GIVEN INSTRUCTION A ▸ In the Scene Change task description below, why may participants change only the foreground segment when building a composite image? Answer in one to three sentences.

BEGIN PASSAGE GIVEN

Scene Change

The 2019 Scene Change Task (Brave New Task)

Task description
The MediaEval 2019 Scene Change Task is interested in exploring fun faux photo’s, images that fool you at first, but can be identified as an imitation on closer inspection. Task participants are provided with images of people (as a “foreground segment”) and are asked to change the background scene to Paris. We call this switch “scene change”.

Based on the dataset provided, participants are asked to develop a system that addresses the main task of creating a composite image:

Image compositing: given a foreground segment and a background image, the participant should blend the segment with the background in a manner that is appealing to the user. This is done for several popular landmarks in Paris. Only the foreground segment may be manipulated, so that the background image is recognizable as the specific landmark.

Participants are encouraged to improve the systems that address the main task, by developing additional sub-systems:

Background image retrieval: given a foreground segment the participant should retrieve a suitable background image from the collection of background images taken near the same landmark, which is a good fit. Then, the foreground segment should blend with the background image as in the main task with respect to, for example, lighting conditions and perspective.
Foreground segmentation: the foreground segment and the original foreground image is provided. Segmentation has seen some remarkable advances recently, but remains a difficult task, for example with respect to hair. Participants are invited to refine the provided segmentations and gain insights from there.

Note that for this task photorealism is not a goal in and of itself. Similarly to [1], we do strive for realism in the sense of acceptability, which includes enjoyability and shareability, rather than of physical accuracy. Physical accuracy is not required for acceptability, for example it is known that in artistic work impossible lighting conditions and colors do not interfere with the viewer’s understanding of the scene and often go unnoticed [2]. We adopt the assumption that optimizing for this realism captures distracting properties of the composed image, resulting in more appealing final images.

scenechangeexample

Can you tell at first glance who was in Paris? Can you tell at second glance?

Task background and motivation
The task has multiple motivations:

More and more examples where large group of tourists, often taking selfies, cause harm to the environment arise [6,7]. Scene change could be a partial solution to this problem, relieving pressure on these popular areas.
As computer scientists we make methods to make people fool around with photos in a way that is not fully deceptive. Developing technologies for “shallow fakes” provides an alternative to recent work, aimed at deep deception [9], in which the intent of the creator is that the fabricated image is not recognized as such. By benchmarking, we can evaluate methods and metrics for performing and quantifying deceptiveness in multimedia. If we can find practical methods for doing so, people can enjoy new creations without being deceived into accepting fiction as fact.

END PASSAGE GIVEN
BEGIN MATERIAL FOR THE TASK

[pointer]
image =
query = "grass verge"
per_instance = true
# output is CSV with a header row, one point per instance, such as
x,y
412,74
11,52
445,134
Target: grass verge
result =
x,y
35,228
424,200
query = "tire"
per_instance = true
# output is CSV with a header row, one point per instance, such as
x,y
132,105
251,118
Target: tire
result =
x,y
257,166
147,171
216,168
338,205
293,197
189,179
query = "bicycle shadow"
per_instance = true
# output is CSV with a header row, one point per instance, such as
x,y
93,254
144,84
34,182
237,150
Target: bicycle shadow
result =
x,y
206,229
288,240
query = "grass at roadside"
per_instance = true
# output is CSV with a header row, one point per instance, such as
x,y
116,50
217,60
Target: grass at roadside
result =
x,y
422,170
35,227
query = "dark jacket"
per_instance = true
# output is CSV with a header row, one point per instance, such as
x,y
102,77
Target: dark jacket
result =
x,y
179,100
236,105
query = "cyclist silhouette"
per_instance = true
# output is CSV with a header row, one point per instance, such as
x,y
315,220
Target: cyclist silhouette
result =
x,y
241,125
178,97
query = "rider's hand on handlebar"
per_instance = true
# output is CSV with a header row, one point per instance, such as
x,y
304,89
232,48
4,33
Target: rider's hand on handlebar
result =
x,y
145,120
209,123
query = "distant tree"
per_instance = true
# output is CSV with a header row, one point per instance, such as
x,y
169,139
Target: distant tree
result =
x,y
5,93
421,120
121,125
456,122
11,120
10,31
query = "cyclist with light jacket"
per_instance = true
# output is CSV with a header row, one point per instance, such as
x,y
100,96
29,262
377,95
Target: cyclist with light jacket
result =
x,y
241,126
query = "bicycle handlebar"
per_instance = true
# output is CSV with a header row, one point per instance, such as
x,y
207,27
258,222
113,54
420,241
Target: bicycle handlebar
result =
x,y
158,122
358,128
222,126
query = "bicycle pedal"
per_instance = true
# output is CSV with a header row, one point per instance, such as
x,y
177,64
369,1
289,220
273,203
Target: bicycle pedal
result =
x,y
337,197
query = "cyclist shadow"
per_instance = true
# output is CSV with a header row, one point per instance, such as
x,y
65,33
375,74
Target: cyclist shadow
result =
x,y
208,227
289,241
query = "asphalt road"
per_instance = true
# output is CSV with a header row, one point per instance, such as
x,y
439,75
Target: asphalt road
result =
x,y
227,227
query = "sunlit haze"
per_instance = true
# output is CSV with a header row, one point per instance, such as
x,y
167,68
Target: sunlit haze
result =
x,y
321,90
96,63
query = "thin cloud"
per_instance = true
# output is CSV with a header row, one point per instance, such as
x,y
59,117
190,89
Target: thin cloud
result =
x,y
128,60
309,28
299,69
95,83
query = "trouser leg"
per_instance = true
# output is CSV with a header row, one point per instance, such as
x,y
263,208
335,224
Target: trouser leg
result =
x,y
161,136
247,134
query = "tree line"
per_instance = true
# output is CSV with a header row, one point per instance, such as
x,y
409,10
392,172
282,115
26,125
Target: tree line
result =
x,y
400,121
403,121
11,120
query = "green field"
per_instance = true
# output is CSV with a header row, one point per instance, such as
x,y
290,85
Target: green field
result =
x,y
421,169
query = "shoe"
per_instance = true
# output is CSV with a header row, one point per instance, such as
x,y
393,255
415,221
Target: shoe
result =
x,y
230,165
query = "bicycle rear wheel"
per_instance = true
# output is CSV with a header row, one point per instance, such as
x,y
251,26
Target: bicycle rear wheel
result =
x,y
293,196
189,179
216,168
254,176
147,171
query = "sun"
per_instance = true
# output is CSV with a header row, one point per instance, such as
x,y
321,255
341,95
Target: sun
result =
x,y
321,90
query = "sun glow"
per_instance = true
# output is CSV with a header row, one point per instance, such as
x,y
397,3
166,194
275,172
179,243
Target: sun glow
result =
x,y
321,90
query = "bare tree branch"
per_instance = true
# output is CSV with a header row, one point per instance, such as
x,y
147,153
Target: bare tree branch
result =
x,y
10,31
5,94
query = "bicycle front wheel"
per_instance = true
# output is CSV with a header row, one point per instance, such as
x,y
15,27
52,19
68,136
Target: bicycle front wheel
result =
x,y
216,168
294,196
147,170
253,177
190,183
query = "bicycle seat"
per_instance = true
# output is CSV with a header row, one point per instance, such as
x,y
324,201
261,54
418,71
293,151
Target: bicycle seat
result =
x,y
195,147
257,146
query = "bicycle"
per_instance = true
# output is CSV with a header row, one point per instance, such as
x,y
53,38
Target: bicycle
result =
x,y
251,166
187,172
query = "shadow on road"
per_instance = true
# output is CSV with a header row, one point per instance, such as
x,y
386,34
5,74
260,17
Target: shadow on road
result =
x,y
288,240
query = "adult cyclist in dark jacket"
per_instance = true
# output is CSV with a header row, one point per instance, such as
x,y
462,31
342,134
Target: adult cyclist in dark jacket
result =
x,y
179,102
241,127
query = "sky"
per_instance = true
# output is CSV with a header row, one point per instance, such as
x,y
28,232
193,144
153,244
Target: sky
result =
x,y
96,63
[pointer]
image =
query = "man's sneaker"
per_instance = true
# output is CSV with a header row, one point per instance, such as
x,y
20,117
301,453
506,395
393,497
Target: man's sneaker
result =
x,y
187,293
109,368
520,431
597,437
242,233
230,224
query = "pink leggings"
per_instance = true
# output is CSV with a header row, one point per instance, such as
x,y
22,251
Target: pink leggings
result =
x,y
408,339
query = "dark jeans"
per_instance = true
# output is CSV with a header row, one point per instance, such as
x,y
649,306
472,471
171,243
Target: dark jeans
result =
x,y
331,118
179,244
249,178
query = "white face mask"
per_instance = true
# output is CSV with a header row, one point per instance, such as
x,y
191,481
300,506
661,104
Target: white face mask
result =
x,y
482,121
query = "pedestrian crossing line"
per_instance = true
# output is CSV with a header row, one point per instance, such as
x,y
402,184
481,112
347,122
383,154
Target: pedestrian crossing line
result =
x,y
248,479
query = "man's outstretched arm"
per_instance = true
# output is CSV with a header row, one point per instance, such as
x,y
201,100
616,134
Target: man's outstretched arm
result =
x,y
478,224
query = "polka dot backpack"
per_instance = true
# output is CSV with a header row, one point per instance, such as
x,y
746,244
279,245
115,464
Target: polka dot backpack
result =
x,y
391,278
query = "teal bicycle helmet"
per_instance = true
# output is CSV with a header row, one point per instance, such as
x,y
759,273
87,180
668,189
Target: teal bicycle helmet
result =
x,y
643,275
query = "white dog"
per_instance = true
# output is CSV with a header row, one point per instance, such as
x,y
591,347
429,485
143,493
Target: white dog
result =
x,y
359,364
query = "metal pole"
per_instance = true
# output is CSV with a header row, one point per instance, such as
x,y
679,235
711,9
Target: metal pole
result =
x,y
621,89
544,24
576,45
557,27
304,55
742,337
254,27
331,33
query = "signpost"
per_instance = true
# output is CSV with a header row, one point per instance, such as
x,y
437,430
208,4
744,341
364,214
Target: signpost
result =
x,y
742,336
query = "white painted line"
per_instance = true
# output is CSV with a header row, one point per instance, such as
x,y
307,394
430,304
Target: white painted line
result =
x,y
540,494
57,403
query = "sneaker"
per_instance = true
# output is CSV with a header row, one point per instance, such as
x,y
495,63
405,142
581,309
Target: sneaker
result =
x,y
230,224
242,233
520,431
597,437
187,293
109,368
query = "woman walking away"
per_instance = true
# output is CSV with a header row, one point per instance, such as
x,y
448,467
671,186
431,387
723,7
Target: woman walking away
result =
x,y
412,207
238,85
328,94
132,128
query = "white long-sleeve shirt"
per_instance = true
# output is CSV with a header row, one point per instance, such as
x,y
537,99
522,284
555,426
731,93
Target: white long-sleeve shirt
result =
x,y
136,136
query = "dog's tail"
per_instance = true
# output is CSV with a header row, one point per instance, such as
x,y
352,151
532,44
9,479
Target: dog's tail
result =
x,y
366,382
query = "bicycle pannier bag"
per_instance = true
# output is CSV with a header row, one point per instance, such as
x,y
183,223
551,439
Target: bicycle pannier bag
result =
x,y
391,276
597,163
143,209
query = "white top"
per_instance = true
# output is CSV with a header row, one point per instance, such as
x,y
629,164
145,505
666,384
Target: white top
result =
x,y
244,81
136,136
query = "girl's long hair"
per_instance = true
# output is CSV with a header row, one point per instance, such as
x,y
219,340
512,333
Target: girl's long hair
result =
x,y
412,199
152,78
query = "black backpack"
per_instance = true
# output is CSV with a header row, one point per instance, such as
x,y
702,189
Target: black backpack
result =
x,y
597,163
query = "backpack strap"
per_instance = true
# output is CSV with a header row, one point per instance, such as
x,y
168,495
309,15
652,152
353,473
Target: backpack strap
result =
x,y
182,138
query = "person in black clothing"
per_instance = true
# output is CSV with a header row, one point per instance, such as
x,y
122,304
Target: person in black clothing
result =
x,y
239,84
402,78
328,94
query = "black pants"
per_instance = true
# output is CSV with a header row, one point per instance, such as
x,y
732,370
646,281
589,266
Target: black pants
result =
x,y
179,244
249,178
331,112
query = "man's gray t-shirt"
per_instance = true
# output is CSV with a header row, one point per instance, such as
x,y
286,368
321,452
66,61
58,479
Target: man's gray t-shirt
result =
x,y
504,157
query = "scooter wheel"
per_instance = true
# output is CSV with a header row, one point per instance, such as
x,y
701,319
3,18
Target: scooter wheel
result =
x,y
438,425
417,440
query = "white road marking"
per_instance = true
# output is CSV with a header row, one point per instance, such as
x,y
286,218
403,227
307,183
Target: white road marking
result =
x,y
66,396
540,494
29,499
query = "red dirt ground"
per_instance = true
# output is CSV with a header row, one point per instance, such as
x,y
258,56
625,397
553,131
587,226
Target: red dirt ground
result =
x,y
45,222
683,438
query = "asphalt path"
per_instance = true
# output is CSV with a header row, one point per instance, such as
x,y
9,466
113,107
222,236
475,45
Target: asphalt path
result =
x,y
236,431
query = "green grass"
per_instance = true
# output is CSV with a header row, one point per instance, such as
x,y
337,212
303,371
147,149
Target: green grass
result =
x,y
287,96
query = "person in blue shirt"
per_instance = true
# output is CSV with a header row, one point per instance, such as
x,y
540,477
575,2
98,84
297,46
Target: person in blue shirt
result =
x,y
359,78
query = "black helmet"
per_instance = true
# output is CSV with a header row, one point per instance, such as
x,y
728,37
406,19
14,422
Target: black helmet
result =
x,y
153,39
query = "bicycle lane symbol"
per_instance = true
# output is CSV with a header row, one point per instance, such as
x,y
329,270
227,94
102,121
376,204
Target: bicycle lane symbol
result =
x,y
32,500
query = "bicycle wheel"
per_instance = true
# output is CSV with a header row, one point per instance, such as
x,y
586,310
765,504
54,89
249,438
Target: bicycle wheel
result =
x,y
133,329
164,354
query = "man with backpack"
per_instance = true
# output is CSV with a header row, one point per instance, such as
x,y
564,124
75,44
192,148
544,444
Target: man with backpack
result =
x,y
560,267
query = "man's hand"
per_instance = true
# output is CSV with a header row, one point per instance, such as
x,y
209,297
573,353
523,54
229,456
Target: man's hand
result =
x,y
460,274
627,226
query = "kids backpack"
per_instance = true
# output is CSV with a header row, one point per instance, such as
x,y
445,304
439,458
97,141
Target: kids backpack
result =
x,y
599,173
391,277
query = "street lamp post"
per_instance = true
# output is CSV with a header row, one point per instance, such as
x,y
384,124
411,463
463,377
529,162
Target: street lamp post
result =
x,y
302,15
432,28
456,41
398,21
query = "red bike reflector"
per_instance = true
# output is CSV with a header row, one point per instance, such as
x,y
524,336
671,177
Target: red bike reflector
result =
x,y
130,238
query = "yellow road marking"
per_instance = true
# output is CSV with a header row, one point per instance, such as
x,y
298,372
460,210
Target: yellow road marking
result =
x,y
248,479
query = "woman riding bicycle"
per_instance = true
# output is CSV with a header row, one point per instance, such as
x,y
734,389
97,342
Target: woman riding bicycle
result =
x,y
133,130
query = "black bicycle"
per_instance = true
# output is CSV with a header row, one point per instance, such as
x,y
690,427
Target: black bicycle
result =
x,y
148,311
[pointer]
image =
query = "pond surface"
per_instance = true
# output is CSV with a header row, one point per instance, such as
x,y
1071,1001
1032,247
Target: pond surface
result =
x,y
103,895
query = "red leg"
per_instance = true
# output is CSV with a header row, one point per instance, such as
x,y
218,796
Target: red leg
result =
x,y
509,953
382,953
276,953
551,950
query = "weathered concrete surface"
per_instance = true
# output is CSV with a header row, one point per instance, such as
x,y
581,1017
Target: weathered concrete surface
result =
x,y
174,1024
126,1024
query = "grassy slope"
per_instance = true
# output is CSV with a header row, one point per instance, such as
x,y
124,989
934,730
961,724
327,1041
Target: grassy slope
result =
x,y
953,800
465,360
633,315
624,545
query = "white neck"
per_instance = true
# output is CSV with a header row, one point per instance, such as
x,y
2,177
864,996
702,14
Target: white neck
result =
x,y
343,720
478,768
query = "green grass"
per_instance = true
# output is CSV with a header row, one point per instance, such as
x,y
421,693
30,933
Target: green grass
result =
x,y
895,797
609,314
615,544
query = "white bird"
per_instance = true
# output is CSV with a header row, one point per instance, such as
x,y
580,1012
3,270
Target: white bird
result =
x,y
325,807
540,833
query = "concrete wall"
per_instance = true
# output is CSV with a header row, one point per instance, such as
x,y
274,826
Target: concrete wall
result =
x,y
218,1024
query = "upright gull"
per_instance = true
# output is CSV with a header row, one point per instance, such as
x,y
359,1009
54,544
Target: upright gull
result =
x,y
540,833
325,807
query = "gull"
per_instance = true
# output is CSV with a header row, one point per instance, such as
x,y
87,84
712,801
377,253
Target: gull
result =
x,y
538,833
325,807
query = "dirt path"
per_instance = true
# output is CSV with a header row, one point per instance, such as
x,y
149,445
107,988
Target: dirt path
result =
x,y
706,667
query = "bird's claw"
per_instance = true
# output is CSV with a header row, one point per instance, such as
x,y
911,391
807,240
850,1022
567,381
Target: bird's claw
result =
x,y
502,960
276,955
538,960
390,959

END MATERIAL FOR THE TASK

GIVEN INSTRUCTION B ▸ How many lines of the listing contain the word "bare"? Reply with the number alone.

COMPLETE RESPONSE A ▸ Only the foreground segment may be changed so that the background image stays recognizable as the specific Paris landmark.

COMPLETE RESPONSE B ▸ 2